◆ POLECENIE
Wypisz poniższe wiersze bez żadnych zmian.

++++++++

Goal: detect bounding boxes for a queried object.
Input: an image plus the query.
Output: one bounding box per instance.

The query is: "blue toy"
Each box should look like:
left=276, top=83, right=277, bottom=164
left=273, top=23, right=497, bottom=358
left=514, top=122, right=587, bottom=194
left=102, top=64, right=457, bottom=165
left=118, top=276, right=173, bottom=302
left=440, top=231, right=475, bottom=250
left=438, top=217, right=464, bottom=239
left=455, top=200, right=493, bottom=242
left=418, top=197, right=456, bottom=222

++++++++

◆ ODPOWIEDŹ
Goal: detect bounding boxes for a queried object.
Input: an image plus the query.
Output: one bounding box per instance.

The query is: "blue toy"
Each box should look like:
left=276, top=83, right=277, bottom=164
left=273, top=23, right=497, bottom=358
left=514, top=122, right=587, bottom=194
left=102, top=64, right=457, bottom=165
left=118, top=276, right=173, bottom=302
left=440, top=231, right=475, bottom=250
left=438, top=217, right=464, bottom=239
left=455, top=200, right=493, bottom=242
left=418, top=197, right=456, bottom=222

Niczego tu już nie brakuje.